## Exercise requirements
Output the data word for word, dropping every image.

## Source data
+ + + + + + +
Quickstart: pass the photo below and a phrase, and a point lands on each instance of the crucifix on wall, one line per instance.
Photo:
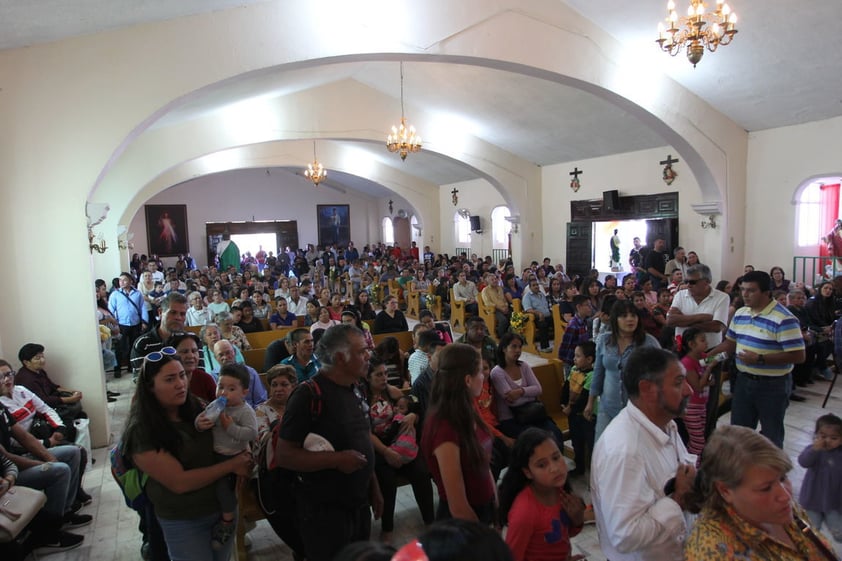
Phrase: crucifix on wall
(574, 183)
(669, 174)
+ + + + + + +
## Solved exercise
Quickstart: pass the photo below and a phrase, and a point lands on each instance of the crucifix on wall, one line per instance.
Photo:
Phrase: crucifix on wall
(574, 183)
(669, 174)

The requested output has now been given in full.